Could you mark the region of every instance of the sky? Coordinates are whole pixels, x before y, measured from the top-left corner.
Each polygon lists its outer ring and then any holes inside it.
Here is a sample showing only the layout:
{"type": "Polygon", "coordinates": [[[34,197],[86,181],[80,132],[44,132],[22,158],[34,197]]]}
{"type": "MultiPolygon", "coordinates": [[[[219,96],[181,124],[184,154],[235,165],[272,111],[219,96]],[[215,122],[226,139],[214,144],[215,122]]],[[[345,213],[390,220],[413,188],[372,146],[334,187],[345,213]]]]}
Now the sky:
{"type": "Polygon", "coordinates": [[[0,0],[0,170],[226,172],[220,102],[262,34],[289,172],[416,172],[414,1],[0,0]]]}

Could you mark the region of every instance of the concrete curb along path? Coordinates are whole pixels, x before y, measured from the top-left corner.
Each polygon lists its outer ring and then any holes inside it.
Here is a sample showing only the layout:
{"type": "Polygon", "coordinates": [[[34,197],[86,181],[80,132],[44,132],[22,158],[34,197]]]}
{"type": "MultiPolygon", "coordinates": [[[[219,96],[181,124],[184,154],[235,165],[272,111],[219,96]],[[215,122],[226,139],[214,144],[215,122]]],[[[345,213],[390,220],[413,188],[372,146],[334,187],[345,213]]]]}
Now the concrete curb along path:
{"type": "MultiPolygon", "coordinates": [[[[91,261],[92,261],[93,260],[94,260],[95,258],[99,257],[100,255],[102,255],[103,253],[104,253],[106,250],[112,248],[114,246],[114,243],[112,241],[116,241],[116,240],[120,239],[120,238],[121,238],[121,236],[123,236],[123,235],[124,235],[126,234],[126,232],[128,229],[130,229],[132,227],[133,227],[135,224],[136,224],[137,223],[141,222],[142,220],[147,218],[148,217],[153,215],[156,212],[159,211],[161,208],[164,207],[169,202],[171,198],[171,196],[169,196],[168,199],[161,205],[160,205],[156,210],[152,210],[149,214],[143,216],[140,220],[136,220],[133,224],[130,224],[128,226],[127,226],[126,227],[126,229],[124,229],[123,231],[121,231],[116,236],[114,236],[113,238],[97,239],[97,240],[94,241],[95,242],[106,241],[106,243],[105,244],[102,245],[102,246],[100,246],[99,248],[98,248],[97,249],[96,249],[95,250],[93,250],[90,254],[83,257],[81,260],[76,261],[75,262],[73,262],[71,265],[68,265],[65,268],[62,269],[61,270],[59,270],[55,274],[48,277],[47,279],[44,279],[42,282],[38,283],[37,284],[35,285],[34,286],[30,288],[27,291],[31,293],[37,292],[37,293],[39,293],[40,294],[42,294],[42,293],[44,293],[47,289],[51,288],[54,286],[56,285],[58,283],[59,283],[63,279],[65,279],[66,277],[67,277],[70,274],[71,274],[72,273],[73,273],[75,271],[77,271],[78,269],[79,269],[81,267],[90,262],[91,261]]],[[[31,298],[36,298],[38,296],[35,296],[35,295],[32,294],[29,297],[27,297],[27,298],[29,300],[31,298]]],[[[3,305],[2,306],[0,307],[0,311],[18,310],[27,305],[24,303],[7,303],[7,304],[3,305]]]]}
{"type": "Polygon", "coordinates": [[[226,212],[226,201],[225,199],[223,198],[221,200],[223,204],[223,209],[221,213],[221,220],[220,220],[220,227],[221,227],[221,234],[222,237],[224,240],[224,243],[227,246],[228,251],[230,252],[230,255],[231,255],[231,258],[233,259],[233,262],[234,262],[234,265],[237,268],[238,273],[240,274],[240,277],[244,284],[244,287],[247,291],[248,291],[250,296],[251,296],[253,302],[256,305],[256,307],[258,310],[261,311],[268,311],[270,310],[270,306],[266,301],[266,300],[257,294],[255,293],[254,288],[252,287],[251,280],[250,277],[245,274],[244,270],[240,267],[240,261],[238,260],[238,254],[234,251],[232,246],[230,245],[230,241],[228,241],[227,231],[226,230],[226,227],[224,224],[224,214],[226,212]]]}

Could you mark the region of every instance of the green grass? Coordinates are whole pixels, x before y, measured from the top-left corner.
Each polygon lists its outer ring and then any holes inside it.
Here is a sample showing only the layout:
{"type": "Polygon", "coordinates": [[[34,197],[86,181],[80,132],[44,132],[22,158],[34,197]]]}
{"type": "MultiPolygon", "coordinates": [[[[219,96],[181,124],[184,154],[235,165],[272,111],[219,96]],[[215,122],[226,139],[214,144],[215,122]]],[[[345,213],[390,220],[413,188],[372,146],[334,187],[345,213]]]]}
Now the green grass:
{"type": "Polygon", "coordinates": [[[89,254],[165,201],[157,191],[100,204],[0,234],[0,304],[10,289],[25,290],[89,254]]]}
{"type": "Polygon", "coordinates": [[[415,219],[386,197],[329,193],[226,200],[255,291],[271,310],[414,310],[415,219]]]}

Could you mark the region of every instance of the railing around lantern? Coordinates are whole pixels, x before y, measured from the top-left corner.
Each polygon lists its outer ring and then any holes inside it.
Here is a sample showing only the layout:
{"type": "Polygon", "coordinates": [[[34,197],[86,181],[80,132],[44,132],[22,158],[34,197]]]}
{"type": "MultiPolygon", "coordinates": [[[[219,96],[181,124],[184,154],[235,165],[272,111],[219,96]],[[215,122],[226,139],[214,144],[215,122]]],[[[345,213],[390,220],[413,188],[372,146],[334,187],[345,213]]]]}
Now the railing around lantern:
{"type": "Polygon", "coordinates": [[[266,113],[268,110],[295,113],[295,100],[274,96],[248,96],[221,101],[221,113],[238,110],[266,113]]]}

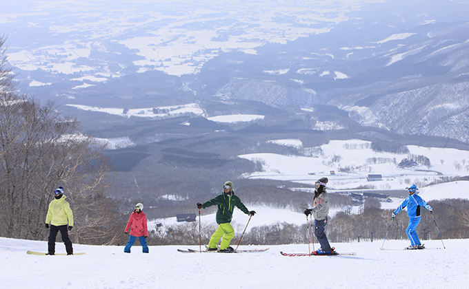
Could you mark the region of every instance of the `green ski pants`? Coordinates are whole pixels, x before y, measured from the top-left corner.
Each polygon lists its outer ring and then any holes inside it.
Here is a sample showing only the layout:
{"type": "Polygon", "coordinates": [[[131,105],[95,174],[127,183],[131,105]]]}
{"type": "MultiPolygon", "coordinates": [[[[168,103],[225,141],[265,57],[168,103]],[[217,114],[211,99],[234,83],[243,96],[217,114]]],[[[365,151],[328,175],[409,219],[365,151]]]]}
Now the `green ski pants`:
{"type": "Polygon", "coordinates": [[[221,239],[221,244],[220,244],[220,250],[223,250],[230,246],[230,242],[233,237],[234,237],[234,229],[231,226],[230,223],[220,224],[210,237],[210,241],[208,242],[208,248],[217,248],[217,243],[221,239]]]}

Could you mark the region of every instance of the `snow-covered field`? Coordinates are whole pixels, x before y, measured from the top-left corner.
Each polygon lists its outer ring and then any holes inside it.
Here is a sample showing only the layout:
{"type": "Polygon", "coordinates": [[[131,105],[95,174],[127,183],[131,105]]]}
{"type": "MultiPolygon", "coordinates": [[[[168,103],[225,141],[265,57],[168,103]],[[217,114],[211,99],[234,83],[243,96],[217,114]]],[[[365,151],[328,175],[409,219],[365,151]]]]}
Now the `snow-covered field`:
{"type": "MultiPolygon", "coordinates": [[[[0,238],[0,288],[466,288],[469,239],[426,241],[428,249],[404,250],[408,241],[332,244],[355,256],[284,257],[308,244],[272,246],[258,253],[182,254],[185,246],[74,245],[85,255],[37,256],[45,242],[0,238]],[[441,248],[437,249],[437,248],[441,248]]],[[[317,248],[318,244],[315,244],[317,248]]],[[[57,253],[65,252],[57,244],[57,253]]],[[[198,249],[198,246],[192,246],[198,249]]],[[[247,247],[244,247],[247,248],[247,247]]],[[[264,246],[261,246],[264,248],[264,246]]]]}

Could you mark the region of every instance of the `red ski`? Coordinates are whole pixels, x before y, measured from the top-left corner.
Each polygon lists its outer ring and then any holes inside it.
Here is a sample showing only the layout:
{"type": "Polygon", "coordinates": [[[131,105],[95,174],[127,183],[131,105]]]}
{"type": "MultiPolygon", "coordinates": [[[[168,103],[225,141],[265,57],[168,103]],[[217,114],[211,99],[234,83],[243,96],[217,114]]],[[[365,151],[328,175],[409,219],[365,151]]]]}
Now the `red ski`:
{"type": "Polygon", "coordinates": [[[308,254],[308,253],[286,253],[283,252],[280,252],[283,256],[352,256],[357,255],[356,253],[337,253],[335,254],[308,254]]]}

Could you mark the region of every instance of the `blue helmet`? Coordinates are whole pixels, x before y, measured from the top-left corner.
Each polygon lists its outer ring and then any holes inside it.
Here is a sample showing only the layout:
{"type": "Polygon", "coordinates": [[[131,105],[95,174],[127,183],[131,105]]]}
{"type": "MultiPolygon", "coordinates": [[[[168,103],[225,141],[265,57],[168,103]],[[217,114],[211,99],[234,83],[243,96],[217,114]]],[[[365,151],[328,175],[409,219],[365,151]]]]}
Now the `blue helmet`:
{"type": "Polygon", "coordinates": [[[417,188],[417,186],[415,185],[415,184],[412,184],[412,186],[409,186],[408,188],[407,188],[407,189],[409,190],[409,191],[412,191],[412,192],[414,192],[414,193],[415,193],[415,191],[417,190],[418,190],[418,189],[417,188]]]}

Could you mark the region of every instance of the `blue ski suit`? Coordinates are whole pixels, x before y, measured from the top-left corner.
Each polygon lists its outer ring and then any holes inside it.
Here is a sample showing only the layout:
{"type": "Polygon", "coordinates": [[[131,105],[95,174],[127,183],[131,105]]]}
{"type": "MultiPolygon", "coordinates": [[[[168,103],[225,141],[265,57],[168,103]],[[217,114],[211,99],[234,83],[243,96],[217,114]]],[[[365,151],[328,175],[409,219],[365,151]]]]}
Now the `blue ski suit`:
{"type": "Polygon", "coordinates": [[[420,223],[420,216],[421,214],[421,207],[424,206],[425,208],[430,211],[433,211],[432,207],[427,204],[420,196],[413,193],[409,195],[408,197],[404,200],[396,211],[394,211],[395,215],[397,215],[403,208],[407,206],[407,215],[409,217],[409,225],[406,230],[407,235],[410,240],[412,246],[420,245],[420,239],[419,235],[417,234],[417,226],[420,223]]]}

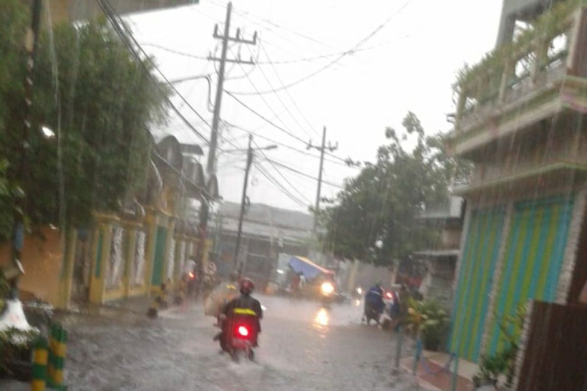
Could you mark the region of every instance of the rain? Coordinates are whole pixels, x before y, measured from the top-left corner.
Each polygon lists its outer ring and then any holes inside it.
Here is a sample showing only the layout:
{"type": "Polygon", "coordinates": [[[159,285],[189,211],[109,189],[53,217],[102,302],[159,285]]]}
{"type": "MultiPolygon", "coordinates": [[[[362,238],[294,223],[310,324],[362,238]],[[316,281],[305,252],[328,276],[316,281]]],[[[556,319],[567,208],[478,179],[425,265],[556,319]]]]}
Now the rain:
{"type": "Polygon", "coordinates": [[[583,389],[587,6],[471,2],[3,0],[0,389],[583,389]]]}

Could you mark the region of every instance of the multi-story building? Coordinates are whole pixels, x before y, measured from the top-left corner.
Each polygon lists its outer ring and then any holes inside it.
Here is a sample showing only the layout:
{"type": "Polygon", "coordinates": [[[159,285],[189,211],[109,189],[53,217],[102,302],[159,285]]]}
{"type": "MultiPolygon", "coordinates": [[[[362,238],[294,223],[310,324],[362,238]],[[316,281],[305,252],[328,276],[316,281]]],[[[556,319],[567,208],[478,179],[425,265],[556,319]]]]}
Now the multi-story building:
{"type": "Polygon", "coordinates": [[[451,305],[454,269],[458,256],[464,202],[460,197],[450,196],[446,202],[430,205],[417,216],[422,225],[438,233],[433,249],[416,251],[414,259],[426,266],[419,291],[426,299],[437,301],[446,308],[451,305]]]}
{"type": "Polygon", "coordinates": [[[474,163],[451,351],[477,361],[529,300],[575,301],[587,277],[587,8],[505,0],[498,45],[459,74],[453,153],[474,163]]]}
{"type": "MultiPolygon", "coordinates": [[[[214,238],[213,254],[218,271],[227,274],[232,270],[241,206],[224,202],[209,225],[214,238]],[[215,231],[215,232],[214,232],[215,231]]],[[[276,273],[287,271],[289,256],[306,256],[312,240],[312,215],[262,204],[251,204],[244,216],[237,263],[243,273],[259,285],[279,280],[276,273]],[[278,259],[285,263],[279,265],[278,259]]]]}
{"type": "MultiPolygon", "coordinates": [[[[28,0],[30,1],[30,0],[28,0]]],[[[47,4],[51,19],[55,22],[75,22],[92,19],[102,15],[95,0],[50,0],[47,4]]],[[[170,8],[198,3],[197,0],[109,0],[119,14],[132,13],[170,8]]]]}

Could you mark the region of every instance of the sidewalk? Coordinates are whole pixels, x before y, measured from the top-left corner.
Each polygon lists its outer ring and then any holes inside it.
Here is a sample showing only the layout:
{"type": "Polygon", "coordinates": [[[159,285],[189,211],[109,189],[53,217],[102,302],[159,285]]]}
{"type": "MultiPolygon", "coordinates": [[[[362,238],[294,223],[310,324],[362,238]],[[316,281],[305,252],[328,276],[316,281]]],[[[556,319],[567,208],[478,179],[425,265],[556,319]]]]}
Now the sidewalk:
{"type": "MultiPolygon", "coordinates": [[[[418,363],[416,375],[418,385],[427,391],[451,391],[454,363],[451,363],[451,372],[442,370],[450,356],[446,353],[429,352],[423,353],[426,360],[426,366],[421,361],[418,363]]],[[[411,373],[414,368],[414,358],[404,358],[401,362],[402,368],[411,373]]],[[[457,391],[471,391],[474,390],[471,378],[477,372],[477,364],[460,359],[457,373],[457,391]]]]}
──────────────────────────────
Your task: Copy out the listing lines word for word, starting with the line that contains "Could you mark the region of every instance of the concrete" and going on through the line that contains "Now the concrete".

Output of the task:
Could you mark the region of every instance of the concrete curb along path? Coordinates are whole pixels, x before y, measured from the top-left corner.
Each polygon lists its outer ring and then any holes inside it.
Here is a sample showing only the layout:
{"type": "Polygon", "coordinates": [[[34,197],[86,181],[80,132],[44,132],[22,158],[34,197]]]}
{"type": "MultiPolygon", "coordinates": [[[[219,96],[181,124],[184,154],[235,165],[272,111],[219,96]],[[215,122],[226,139],[214,144],[215,122]]],[[[345,213],[390,220],[413,188],[372,146],[334,187],[345,213]]]]}
Now the concrete curb along path:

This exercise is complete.